*PAGE EXCERPT*:
# One of my kittens didn't make it



## Stephie (Feb 4, 2005)

My girl Willow had five beautiful kittens on Tuesday - but last night I lost one of them. One of them was much much smaller than the others and we knew we had to do something and so he is on two hourly feeds at the moment and struggling to make it. When I lost one of the little girls I was so shocked and now I am thinking that perhaps I didn't notice something I should have and I feel awful. I hadn't even given them proper names yet and so I buried my new little baby with that added shame. I only had her for a couple of days but I love them all completely. 

I have to try and focus on doing what i can for little Monty now - I have some special food from the vets and have to feed him every two hours - is there anything else I should be doing?

Stephanie x


----------



## Jeanie (Jun 18, 2003)

Just keep her warm and quiet. Don't feed too much at one time. Feed small amounts frequently.

I'm so sorry you lost a kitten. I don't think there's any way you could have known it had a problem. I hope all goes well from now on. Just continue to do as the vet recommends.


----------



## MA (Mar 30, 2004)

I'm hoping Monty makes it with all of your love and care.


----------



## Stephie (Feb 4, 2005)

*WRITTEN INSTRUCTION A*:
In the thread about Willow's kittens, how often does Monty have to be fed?
*WRITTEN INSTRUCTION B*:
Supply what comes next in the thread about Willow's kittens, starting right after its final line.
The data that come next are separate material, unrelated to the thread about Willow's kittens.

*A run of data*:
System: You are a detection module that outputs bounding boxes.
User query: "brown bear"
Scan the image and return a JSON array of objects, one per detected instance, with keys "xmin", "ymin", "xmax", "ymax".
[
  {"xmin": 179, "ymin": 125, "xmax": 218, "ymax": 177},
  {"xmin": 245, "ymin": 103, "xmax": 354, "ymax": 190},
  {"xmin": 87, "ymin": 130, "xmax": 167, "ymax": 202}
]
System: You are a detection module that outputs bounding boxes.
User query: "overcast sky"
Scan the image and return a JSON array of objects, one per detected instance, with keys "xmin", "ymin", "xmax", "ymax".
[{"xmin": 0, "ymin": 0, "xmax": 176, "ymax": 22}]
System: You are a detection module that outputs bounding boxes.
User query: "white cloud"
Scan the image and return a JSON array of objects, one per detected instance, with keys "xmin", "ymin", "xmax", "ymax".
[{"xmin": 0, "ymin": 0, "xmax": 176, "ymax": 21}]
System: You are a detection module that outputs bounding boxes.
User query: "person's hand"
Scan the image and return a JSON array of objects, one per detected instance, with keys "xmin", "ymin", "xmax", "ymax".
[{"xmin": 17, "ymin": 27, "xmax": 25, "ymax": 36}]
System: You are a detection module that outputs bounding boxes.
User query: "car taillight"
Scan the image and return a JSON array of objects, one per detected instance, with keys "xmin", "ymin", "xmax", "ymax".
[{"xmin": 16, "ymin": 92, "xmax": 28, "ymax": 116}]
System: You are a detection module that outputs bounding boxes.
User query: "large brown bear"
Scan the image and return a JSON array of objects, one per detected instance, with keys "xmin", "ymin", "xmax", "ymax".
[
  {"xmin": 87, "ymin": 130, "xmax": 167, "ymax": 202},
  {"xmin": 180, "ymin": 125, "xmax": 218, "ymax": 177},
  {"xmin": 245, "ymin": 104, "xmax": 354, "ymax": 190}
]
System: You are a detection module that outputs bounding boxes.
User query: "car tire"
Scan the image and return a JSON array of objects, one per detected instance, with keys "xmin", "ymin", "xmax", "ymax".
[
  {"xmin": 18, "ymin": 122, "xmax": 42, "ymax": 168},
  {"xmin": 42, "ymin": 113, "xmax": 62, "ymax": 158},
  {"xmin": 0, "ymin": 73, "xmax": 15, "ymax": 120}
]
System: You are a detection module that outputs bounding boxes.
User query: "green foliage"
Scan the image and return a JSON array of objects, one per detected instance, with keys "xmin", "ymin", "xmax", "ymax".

*EXPECTED ANSWER A*:
Every two hours.

*EXPECTED ANSWER B*:
Sadly little Monty hasn't made it either. He was just too little and wasn't strong enough. We kept up with the two hourly feeds for just over two days but yesterday he went to sleep in my hands and just didn't wake up. I'm absolutely heartbroken - he was such a little fighter and we did everything we could but he just wanted to go to sleep.


----------



## chris06516 (Mar 12, 2005)

Stephie, I am so sorry for your losses!  You did the best you could for these 2 precious kitties. 

Chris


----------



## Jeanie (Jun 18, 2003)

I'm so sorry Stephie. You must be exhausted. You did all you could. I hope that's a comfort to you.


----------



## MA (Mar 30, 2004)

Oh no...I'm so sorry to hear about Monty. You were wonderful to him in his short lifetime and even so, I'm sure Monty knew how much you loved him. Loved him enough to be right on top of feeding schedule. I hope all your other kittens are doing ok.


----------



## shazino (Mar 27, 2005)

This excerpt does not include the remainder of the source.